Required task »
Transcribe each entry below exactly. Pictures do not go in the copy.

Image point annotation entries:
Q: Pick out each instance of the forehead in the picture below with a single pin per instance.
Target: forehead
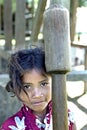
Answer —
(34, 75)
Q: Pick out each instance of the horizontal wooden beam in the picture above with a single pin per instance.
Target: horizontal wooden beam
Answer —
(4, 54)
(77, 76)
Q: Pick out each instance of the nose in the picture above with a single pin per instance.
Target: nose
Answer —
(37, 93)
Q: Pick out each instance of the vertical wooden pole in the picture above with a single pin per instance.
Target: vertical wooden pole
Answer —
(38, 20)
(0, 19)
(8, 23)
(57, 39)
(85, 83)
(20, 24)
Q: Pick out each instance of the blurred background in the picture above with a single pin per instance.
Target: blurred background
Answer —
(21, 22)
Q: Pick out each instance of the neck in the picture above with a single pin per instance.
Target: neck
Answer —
(40, 115)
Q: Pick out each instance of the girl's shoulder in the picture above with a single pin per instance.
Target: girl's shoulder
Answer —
(13, 121)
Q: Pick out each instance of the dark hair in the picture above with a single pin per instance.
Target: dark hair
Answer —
(22, 61)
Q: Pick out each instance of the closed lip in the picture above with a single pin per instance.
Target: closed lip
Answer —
(38, 102)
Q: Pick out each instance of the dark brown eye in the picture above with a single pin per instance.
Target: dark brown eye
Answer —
(44, 84)
(27, 86)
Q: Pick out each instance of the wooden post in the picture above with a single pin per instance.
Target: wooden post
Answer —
(20, 24)
(57, 39)
(8, 23)
(38, 20)
(85, 83)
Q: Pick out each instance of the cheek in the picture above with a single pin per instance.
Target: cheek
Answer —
(49, 93)
(23, 96)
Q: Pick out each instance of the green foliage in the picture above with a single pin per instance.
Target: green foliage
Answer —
(82, 3)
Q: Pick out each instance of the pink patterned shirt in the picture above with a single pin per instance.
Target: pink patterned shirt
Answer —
(26, 120)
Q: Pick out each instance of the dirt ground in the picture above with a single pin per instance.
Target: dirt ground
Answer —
(77, 102)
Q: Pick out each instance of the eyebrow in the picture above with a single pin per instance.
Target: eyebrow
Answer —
(46, 79)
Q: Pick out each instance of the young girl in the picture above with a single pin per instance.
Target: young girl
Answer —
(30, 82)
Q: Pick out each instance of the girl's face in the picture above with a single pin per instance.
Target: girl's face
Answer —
(38, 89)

Exercise result »
Q: Pick out each instance of the forehead in the picture below with a single pin per instance.
Target: forehead
Answer —
(34, 75)
Q: Pick out each instance of the horizontal wooden beam in the picture above with a single pin per instance.
Target: horizontal wooden beam
Answer —
(4, 54)
(77, 76)
Q: Pick out each instance of the nose in the picture above with a single pin per instance.
Target: nose
Answer —
(37, 93)
Q: Pick out each instance of the vertical wooden pole in the picture above with a single pin per instance.
Target: vertical wooden pole
Answer —
(38, 20)
(0, 19)
(8, 23)
(57, 39)
(85, 83)
(20, 24)
Q: Pick out each instance of the blurred background in the picture above with a single pin per instance.
Target: blurred background
Answer —
(21, 22)
Q: Pick out each instance of the neck in the picture above with a single pin per instance.
Target: neck
Answer —
(40, 115)
Q: Pick out each instance of the girl's shoulder in the picture above with a single pin per instance.
Target: girl's shoulder
Answer —
(13, 121)
Q: Pick out each instance of the dark hair in the picture above with a single pin per instance.
Target: dark hair
Answer —
(22, 61)
Q: Pick out each instance of the closed lip in the picture above with a single pin per instance.
Target: closed lip
Answer —
(38, 102)
Q: Pick out each instance of the dark brown eye in the picture above with a single pin per instance.
Target: dark brown eye
Answer —
(44, 84)
(27, 86)
Q: Pick out each instance of the wooden post in the picture above with a single pin per instance.
Target: wooden post
Answer —
(20, 24)
(57, 39)
(8, 23)
(38, 20)
(85, 83)
Q: Pick out each instance of the cheek in the picture above with a single pin per instance.
Target: cheek
Answer —
(49, 93)
(23, 96)
Q: Pick out each instance of the green foliage in the picture above with a single pin per instance.
Target: green foliage
Answer —
(82, 3)
Q: Pick out each instance of the pink patterned shirt in the picture above with a single pin per instance.
Target: pink patterned shirt
Answer —
(26, 120)
Q: Pick out each instance of the dirt ground in the picture above with a single pin per instance.
Target: dirt ground
Answer —
(77, 102)
Q: Pick out each instance of the eyebrow in the picture above with a single pin per instance.
Target: eyebrow
Answer —
(46, 79)
Q: Pick out each instance of the young girl in the picture above with a single pin per instance.
Target: young girl
Answer —
(30, 82)
Q: Pick out each instance of the girl's face in the picture above with a single pin per instance.
Target: girl's face
Answer —
(38, 89)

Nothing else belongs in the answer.